◆ **PAGE**
-- -- --

Communications and Wireless
1855758 Members
9244 Online
104103 Solutions
New Discussion

Re: Problem with AP 420wl

 
Carsten Reinhard
Frequent Advisor

Problem with AP 420wl

Hi all,

in the last two weeks 13 of our 65 APs lost their configuration without warning. It happended on different dates and times - all were reseted to factory defaults. All APs are connected to ProCurve 2626PWR and use PoE. I'm using firmware version 2.1.2. I did not receive any syslog message from the ap (level set to error).

I do not expect that someone hacked the APs. Also I do not expect that someone pushed the reset button on the AP. Any idea what can cause this problem?

16 REPLIES 16
Mohieddin Kharnoub
Honored Contributor

Re: Problem with AP 420wl

Hi

Would you please update to firmware 2.1.5
If you have a proper site installation and channel assignment, please disable the auto channel, and assign static channel (use channel 1,6 and 11 to prevent interference).

Use NetStumbler to check neighbor channles.

Use a perpoer Security like WPA or WPA2.

Don;t forget to assign points, its the way to say Thanks :)

Good Luck !!
Science for Everyone
Carsten Reinhard
Frequent Advisor

Re: Problem with AP 420wl

Hi Mohieddin,

since the firmware is running perfect for 8 months, I do not see why I should update. Even if this is the first advice you get from the HP Support. Except, the problem is mentioned in the release notes (but it's not for this problem).

Concerning security and channel setup I do not see any correlation between this setup and my problem. But as the setup was done by HP, it should be correct.

-- -- --

◆ **PROVIDED INFORMATION**
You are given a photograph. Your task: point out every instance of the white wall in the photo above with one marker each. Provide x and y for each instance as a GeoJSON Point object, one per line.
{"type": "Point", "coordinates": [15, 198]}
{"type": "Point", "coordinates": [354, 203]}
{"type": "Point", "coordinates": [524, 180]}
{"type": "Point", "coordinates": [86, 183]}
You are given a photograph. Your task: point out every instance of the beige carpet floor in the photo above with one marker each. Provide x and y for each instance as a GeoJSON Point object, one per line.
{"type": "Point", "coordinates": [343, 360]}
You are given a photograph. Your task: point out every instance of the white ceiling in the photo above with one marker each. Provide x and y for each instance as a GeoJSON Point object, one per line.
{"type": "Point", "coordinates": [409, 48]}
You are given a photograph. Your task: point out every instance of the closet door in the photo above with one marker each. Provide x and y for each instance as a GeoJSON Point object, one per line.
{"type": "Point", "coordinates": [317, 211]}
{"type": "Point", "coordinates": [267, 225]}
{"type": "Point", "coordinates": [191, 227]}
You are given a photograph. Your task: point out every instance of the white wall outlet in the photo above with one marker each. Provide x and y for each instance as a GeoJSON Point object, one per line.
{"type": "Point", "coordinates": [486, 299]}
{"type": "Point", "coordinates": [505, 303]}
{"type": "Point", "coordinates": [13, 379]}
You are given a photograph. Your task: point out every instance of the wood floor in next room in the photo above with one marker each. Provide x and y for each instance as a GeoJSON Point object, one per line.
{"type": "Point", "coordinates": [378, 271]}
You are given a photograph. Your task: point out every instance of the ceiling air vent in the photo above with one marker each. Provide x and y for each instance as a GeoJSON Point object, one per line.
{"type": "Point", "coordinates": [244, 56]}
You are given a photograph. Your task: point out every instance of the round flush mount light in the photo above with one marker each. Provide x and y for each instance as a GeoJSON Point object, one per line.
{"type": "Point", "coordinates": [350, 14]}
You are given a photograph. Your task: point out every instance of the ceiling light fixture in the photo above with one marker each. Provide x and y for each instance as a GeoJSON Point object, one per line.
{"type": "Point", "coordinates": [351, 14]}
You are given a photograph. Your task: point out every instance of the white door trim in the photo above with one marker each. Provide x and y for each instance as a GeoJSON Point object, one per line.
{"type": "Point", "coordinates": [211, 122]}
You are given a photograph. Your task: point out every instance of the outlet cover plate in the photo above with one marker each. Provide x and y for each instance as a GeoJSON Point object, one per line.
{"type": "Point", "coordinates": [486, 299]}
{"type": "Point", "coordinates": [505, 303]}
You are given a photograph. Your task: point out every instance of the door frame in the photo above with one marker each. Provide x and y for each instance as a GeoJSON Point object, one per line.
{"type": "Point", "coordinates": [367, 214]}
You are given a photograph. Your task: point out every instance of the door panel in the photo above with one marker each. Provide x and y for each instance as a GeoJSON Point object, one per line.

-- -- --

◆ **TASKS TO PERFORM**
A. State whether each statement agrees with the AP 420wl thread, answering yes or no and quoting the deciding words. (i) The access points that lost their configuration are powered over PoE. (ii) The original poster received syslog error messages from the access points. (iii) Carsten Reinhard sees a reason to update the firmware.
B. Transcribe the AP 420wl thread from "in the last" to "set to error).".
The items are separate material and have no connection to the AP 420wl thread.

◆ **ANSWERS TO EACH TASK**
A.
(i) Yes: "All APs are connected to ProCurve 2626PWR and use PoE."
(ii) No: "I did not receive any syslog message from the ap (level set to error)."
(iii) No: "I do not see why I should update."

B.
in the last two weeks 13 of our 65 APs lost their configuration without warning. It happended on different dates and times - all were reseted to factory defaults. All APs are connected to ProCurve 2626PWR and use PoE. I'm using firmware version 2.1.2. I did not receive any syslog message from the ap (level set to error).